- Set task A -
Count the lines in the listing that contain the string "tree", and reply with that number only.

>> begin Source extract

Features:
HIGH-END CRUSADER QUESTIONS IBM'S "FASTEST" COMPUTER CLAIM
Commentary from the High-End Crusader
On Wednesday, IBM claimed title to the world's fastest supercomputer by
reporting that a Blue Gene/L system sited at the IBM lab in Rochester,
Minnesota had achieved a Linpack-benchmark performance of 36.01 TFs/s,
narrowly edging out the Linpack-benchmark performance of the Earth Simulator,
which is only 35.86 TFs/s. Since the Earth Simulator has a peak performance
of 40.96 TFs/s and this particular Blue Gene/L system has a peak performance
of just over 45 TFs/s, the Earth Simulator is sustaining a somewhat higher
fraction of its peak on Linpack. IBM has accomplished something. Still,
before breaking out the champagne, we are advised to step back and try to gain
some perspective about what these numbers mean. They certainly mean something
but may not bear all the weight that is being put on them by the media and
marketing people.
In truth, the Linpack race is becoming a private party for Linux clusters. The
winner is just the biggest cluster at the time that doesn't break and has a
few robust locality mechanisms that exploit the abundance of local and global
spatial and temporal locality in the Linpack benchmark. If the machine being
developed at NASA achieves a peak of 50 TFs/s and does not sink beneath 80%
efficiency on Linpack, it will beat both the current Earth Simulator and this
particular configuration of Blue Gene/L.
But just how valuable is it to win the Linpack race? How much, if anything,
does this have to do with developing a general-purpose parallel computer that
can tackle the full range of problems this nation needs to solve? What is a
_general-purpose_ parallel computer anyway?
The original working title of the most recent High-End Crusader article in
HPCwire ("High-End Computing Needs Radical Programming Change" [108384]) was
"High-Productivity General-Purpose Parallel Computing". The plan for that
article was to combine two themes. First, as has been often argued here,
there is a natural division between high-bandwidth applications/algorithms,
which---in the _most_ demanding case---engage in frequent fine-grained long-
range communication and thus require strongly parallel, high-bandwidth systems
in order to be computed efficiently, and low-bandwidth
applications/algorithms, which---in the _least_ demanding case---engage in
infrequent coarse-grained short-range communication and thus may be computed
efficiently on almost any parallel architecture, including weakly parallel,
low-bandwidth systems such as Linux clusters.
Second, as has often been suggested here, conventional parallel machines,
i.e., clusters of scalar SMP nodes that communicate among themselves using
MPI, have become increasingly burdensome to program. In particular, severe
nonuniformity of memory access has led to tight coupling of control and data
decomposition. This has produced an unfortunate tradeoff between locality and
parallelism for high performance on a given architecture. The solution to
this problem is a synergistic mix of architectural improvements and
improvements in the programming-language system, in particular the design of
new programming abstractions and language constructs for general-purpose
parallel programming.
Why does language enter here? Well, do computer architects need reminding
that architecture and language are inextricably linked and that, to improve
either, we need to improve both? Programming languages obviously need
architectural support but they themselves lead to such things as 1) relieving
the burden of parallel programming to enhance programmer productivity, 2)

>> end Source extract

- Set task B -
According to the High-End Crusader commentary, what Linpack-benchmark performance did the Blue Gene/L system at the IBM lab in Rochester, Minnesota achieve?

>> begin Provided records

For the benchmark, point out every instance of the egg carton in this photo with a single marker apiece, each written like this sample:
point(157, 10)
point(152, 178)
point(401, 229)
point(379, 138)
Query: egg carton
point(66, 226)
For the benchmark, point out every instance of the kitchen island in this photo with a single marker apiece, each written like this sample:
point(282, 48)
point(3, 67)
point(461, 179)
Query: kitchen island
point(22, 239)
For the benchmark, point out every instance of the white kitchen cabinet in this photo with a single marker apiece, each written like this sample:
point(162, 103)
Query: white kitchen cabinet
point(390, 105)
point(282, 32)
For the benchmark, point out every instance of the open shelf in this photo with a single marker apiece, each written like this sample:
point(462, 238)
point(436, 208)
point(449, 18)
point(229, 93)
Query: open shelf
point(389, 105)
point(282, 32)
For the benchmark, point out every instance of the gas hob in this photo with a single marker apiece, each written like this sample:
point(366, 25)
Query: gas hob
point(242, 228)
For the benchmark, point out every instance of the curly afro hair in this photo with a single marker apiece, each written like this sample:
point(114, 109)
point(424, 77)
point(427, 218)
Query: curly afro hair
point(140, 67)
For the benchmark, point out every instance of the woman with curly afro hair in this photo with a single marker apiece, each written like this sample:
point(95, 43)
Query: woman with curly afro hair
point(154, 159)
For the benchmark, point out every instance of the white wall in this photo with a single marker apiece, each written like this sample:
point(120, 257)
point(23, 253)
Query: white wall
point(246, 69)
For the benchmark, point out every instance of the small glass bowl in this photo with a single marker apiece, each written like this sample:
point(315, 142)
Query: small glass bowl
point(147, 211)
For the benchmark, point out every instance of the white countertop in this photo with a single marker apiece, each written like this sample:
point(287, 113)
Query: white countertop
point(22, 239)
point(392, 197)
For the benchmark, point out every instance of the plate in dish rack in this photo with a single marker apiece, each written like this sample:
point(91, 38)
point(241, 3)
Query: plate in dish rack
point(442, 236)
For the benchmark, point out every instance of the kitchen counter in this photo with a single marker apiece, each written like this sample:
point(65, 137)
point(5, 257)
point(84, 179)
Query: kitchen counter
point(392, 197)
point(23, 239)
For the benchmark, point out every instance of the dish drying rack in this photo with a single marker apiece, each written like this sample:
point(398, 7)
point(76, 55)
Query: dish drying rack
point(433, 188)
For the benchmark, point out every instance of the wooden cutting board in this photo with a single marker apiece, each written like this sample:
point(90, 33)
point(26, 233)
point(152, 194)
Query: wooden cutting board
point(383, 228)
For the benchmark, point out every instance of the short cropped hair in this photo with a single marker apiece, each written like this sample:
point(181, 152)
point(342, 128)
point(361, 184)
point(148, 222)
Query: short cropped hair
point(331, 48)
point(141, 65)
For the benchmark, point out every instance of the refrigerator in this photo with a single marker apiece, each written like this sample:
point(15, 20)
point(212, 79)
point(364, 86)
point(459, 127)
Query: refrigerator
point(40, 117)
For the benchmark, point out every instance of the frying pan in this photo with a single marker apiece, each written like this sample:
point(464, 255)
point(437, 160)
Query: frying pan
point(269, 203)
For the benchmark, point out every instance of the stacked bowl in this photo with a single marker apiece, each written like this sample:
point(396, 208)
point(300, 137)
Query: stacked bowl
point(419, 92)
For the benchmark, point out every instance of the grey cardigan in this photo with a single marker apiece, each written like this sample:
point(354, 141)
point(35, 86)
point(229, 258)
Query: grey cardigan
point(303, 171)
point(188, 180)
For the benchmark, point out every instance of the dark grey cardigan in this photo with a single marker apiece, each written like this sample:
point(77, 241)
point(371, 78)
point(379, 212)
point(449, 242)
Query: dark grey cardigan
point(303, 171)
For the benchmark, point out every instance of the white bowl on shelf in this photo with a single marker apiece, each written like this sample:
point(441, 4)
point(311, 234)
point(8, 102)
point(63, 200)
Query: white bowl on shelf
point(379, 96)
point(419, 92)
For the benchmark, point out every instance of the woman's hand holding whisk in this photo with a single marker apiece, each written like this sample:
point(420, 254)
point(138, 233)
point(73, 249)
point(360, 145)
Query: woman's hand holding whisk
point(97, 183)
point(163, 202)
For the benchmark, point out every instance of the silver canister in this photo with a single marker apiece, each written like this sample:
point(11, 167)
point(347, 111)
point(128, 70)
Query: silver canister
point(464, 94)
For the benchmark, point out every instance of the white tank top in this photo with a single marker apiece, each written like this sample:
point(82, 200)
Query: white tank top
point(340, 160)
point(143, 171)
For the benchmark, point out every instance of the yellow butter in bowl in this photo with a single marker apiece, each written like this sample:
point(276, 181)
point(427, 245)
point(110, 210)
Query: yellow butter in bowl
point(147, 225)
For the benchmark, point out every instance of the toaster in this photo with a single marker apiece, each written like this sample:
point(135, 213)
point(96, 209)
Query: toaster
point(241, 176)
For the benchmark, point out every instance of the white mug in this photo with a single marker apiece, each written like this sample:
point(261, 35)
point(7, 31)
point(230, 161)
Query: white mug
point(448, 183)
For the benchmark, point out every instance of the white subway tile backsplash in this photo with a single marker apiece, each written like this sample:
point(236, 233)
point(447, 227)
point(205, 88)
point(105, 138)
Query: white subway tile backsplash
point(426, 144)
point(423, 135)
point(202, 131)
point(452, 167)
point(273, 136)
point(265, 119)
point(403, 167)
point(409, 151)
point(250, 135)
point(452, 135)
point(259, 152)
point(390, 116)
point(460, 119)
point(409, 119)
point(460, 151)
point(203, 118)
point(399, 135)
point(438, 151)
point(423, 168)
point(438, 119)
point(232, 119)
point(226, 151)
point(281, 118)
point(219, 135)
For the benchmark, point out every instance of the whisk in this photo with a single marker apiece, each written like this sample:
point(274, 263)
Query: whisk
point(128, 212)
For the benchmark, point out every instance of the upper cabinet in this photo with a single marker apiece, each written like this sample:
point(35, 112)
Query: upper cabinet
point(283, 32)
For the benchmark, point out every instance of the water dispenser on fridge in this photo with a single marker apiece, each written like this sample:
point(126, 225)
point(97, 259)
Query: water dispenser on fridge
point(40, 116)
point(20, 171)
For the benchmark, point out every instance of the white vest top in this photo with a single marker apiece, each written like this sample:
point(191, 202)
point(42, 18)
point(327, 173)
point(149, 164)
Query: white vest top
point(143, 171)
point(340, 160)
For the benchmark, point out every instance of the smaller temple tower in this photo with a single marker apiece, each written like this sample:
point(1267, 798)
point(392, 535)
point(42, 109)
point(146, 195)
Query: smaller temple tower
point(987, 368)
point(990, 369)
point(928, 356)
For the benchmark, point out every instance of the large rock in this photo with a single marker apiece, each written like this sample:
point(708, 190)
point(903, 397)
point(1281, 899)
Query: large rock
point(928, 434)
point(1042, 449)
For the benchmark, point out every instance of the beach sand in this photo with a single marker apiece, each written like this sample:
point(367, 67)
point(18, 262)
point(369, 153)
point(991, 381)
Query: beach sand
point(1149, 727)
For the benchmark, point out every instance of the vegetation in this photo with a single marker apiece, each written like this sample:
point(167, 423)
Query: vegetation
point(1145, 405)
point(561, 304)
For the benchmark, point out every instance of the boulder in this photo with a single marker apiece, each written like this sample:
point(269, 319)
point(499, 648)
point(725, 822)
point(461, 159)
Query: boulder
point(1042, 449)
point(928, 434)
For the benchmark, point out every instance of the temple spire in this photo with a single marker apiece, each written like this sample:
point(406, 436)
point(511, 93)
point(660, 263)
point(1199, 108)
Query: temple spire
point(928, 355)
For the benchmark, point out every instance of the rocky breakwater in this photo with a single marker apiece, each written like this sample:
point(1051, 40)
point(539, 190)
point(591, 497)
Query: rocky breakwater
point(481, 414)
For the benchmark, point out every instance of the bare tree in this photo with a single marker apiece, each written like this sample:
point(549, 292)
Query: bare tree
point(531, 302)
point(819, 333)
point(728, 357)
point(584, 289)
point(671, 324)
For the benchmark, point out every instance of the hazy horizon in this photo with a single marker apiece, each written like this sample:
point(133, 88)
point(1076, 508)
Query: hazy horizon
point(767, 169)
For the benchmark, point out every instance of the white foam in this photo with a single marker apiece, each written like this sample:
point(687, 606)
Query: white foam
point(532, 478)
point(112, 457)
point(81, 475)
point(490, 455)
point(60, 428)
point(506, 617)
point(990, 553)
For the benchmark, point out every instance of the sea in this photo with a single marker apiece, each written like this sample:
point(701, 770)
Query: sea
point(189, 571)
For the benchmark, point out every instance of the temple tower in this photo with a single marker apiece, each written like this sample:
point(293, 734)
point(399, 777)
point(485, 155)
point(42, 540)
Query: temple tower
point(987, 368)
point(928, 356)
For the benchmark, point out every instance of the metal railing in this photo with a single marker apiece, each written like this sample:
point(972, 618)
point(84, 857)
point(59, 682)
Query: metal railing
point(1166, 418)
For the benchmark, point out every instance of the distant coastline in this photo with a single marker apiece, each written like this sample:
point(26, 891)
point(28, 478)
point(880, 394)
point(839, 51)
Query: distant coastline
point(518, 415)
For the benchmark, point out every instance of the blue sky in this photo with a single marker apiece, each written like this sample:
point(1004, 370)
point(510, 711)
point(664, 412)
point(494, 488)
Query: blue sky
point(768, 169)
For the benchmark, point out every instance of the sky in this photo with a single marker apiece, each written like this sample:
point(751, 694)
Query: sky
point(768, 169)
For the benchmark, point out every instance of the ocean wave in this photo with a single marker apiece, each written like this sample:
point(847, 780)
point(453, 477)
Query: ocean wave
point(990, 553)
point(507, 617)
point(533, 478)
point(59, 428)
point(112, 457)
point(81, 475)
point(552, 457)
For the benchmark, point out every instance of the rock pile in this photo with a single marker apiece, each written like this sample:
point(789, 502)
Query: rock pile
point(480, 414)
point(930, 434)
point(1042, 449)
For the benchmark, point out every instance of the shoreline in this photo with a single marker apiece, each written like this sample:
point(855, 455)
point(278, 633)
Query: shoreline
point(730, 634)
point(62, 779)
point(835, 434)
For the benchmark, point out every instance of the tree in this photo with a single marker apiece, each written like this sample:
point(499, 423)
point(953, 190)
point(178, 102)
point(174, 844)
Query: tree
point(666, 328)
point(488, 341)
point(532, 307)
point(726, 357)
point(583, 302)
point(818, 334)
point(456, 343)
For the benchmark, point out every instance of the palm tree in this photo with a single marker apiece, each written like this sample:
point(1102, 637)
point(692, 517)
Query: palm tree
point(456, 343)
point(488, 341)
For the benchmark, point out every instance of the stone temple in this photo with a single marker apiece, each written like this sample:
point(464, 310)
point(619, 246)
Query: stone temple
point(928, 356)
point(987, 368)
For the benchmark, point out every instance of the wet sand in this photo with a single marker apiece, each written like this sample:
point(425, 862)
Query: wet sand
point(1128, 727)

>> end Provided records

- Problem solution A -
6

- Problem solution B -
36.01 TFs/s.